┌──

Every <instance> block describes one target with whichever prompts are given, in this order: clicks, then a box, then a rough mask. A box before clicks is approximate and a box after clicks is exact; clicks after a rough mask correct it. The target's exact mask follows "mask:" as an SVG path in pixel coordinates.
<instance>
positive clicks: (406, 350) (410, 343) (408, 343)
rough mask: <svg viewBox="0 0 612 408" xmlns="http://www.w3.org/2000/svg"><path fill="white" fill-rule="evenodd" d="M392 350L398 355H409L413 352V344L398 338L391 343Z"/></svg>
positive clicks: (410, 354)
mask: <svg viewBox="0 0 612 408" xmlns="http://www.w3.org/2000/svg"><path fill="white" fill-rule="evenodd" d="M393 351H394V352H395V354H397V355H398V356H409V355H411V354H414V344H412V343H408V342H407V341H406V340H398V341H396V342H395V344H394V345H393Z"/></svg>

└──
┌──

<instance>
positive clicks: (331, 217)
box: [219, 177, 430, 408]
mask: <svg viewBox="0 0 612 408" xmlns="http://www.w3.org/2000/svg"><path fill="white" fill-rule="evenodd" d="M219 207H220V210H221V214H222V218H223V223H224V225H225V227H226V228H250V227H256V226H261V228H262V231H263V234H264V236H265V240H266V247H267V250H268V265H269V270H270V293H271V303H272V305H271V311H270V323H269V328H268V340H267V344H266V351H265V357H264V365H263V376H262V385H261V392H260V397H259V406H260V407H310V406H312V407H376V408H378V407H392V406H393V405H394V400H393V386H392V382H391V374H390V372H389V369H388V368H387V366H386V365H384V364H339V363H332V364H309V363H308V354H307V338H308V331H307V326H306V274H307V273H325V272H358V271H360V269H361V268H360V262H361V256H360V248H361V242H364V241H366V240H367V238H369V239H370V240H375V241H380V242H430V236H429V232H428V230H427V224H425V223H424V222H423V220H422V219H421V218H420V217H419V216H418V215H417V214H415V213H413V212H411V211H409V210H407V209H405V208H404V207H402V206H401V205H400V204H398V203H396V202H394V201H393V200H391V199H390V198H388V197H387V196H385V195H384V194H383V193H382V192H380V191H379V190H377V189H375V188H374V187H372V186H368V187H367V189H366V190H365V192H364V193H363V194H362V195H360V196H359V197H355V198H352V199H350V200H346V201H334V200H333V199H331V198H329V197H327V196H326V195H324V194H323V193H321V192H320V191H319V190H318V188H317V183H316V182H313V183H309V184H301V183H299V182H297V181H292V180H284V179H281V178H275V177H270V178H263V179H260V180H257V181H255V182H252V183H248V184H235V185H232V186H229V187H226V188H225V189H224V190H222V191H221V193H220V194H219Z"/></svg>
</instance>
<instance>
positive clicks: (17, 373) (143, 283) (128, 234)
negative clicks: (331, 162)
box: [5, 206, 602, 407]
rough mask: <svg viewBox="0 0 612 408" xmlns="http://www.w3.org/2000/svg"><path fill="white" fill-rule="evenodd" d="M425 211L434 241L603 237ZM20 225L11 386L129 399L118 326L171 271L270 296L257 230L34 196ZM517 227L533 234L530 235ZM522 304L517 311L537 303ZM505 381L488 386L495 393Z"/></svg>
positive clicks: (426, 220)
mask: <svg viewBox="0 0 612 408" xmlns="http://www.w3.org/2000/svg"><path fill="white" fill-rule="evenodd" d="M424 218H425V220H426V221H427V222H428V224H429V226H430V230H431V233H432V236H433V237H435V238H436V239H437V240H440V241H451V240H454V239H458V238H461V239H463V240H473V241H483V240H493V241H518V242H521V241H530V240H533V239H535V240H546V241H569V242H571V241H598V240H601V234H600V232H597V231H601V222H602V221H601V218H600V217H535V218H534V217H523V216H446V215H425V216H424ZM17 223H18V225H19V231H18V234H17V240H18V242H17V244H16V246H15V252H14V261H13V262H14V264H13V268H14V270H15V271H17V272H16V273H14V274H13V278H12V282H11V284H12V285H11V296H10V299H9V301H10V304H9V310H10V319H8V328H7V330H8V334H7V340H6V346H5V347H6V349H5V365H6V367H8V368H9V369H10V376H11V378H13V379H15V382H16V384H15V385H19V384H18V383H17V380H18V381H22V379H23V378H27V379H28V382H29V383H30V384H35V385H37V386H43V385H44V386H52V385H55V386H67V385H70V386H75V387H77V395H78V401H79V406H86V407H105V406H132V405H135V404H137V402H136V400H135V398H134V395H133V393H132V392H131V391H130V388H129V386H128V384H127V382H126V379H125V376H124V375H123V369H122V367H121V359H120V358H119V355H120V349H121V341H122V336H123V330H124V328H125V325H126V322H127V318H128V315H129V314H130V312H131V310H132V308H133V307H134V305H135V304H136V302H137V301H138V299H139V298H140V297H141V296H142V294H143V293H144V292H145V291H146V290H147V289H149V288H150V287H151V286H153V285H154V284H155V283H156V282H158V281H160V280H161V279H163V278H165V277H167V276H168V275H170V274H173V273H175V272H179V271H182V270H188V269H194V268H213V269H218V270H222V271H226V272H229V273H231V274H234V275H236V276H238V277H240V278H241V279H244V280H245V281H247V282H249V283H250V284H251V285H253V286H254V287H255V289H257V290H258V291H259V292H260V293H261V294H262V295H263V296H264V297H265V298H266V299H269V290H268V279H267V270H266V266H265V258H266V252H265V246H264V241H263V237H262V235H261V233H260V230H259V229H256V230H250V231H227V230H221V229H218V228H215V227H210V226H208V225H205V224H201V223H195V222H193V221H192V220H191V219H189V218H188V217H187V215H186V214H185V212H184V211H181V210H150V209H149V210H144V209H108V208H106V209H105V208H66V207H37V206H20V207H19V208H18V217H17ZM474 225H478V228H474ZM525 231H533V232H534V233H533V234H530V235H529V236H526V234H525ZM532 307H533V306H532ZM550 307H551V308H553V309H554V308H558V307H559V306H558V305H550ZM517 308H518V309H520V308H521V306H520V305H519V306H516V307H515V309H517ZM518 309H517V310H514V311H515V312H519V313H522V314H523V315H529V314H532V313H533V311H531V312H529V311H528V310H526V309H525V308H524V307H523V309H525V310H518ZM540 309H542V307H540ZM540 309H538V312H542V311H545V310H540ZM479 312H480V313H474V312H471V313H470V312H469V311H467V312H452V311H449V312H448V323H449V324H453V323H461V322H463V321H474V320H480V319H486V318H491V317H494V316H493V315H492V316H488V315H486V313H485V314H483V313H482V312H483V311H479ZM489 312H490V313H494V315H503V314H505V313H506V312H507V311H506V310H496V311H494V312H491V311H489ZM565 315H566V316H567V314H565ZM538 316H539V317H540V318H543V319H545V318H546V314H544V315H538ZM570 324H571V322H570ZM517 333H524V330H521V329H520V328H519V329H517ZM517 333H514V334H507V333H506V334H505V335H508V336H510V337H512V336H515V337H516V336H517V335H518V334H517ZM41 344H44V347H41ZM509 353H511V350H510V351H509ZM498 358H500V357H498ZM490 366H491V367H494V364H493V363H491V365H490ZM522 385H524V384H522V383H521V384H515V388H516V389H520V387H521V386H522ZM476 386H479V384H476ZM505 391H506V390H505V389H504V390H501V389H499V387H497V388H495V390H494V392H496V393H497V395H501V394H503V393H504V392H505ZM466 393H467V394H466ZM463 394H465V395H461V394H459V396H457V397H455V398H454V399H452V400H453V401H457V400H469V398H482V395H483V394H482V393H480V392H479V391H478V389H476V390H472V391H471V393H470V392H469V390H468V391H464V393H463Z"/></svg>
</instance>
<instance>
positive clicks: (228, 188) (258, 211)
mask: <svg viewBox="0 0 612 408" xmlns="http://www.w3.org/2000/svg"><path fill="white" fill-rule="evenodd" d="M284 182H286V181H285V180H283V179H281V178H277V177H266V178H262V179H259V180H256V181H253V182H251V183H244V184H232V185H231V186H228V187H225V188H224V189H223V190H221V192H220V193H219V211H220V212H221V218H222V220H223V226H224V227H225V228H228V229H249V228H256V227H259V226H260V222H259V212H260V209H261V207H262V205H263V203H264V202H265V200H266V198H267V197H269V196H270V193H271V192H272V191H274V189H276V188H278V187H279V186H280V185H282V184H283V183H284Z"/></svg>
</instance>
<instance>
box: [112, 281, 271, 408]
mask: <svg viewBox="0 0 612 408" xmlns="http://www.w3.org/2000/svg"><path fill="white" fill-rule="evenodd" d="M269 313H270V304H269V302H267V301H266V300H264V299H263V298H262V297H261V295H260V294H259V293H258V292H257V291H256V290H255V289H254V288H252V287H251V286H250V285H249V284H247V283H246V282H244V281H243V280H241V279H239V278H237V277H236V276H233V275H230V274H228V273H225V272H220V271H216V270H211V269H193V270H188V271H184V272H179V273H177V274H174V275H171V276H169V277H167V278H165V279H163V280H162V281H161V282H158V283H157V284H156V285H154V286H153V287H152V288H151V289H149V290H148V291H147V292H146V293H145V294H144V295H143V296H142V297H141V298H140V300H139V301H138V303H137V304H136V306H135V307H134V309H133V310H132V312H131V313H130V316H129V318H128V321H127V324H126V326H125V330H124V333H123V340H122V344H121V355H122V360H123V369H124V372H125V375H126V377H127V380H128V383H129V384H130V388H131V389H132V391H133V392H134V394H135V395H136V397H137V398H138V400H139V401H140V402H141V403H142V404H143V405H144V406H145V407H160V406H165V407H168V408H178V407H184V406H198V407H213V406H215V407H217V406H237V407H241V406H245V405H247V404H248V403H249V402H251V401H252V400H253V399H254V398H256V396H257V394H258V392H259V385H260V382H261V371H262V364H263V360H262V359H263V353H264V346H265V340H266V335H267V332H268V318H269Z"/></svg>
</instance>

└──

* [EXERCISE DESCRIPTION] Scan the records above for the lines holding "positive clicks: (17, 373)" and "211L434 241L603 237ZM20". Transcribe those two and every line between them word for word, and no others.

* [SOLUTION FOR THIS TASK]
positive clicks: (17, 373) (143, 283) (128, 234)
negative clicks: (331, 162)
box: [5, 206, 602, 407]
rough mask: <svg viewBox="0 0 612 408" xmlns="http://www.w3.org/2000/svg"><path fill="white" fill-rule="evenodd" d="M425 211L434 241L603 237ZM20 225L11 386L129 399L118 326L171 271L270 296L257 230L34 196ZM517 227L533 234L530 235ZM522 304L517 311L537 303ZM505 381L488 386L495 393Z"/></svg>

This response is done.